■ EXERCISE REQUIREMENTS ■
Count the lines in the data below that contain the word "blue", and reply with that number alone.

------

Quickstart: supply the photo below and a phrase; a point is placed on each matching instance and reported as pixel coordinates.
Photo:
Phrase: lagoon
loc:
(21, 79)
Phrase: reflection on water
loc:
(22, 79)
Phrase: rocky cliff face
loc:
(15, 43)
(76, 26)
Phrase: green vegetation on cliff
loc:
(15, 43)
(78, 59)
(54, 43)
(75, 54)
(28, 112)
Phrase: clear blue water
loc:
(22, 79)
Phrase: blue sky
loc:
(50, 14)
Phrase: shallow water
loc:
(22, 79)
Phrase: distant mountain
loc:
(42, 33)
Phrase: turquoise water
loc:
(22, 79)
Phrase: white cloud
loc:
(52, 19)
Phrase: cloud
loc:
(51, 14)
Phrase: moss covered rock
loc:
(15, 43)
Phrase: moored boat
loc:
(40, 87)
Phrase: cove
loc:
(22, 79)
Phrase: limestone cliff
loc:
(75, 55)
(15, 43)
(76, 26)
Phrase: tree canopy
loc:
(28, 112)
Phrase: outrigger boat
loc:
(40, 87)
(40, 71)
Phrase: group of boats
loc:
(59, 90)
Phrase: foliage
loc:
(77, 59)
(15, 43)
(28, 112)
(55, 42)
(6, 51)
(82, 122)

------

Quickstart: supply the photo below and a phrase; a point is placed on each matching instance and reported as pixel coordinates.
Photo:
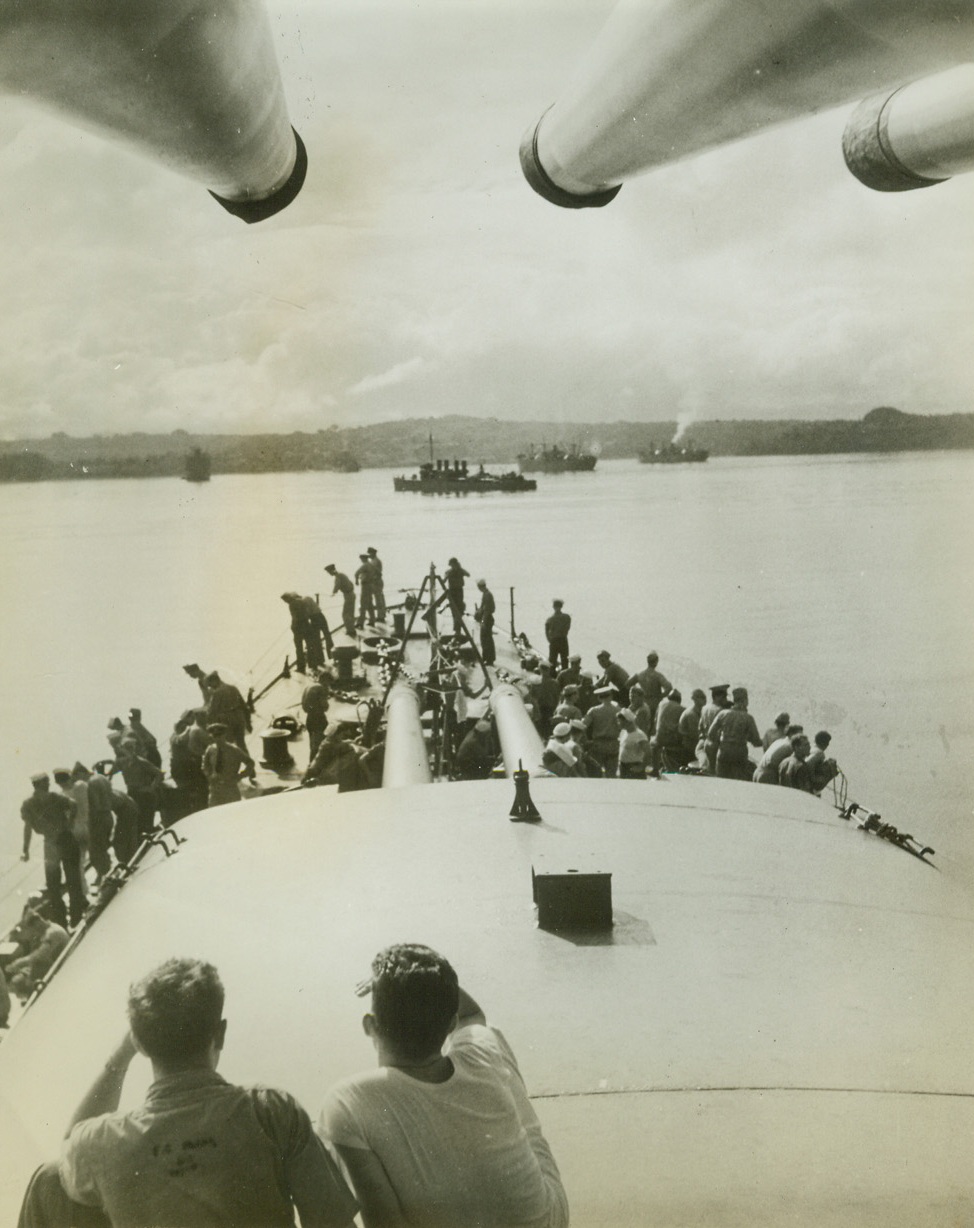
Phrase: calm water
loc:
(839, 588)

------

■ REPLY ■
2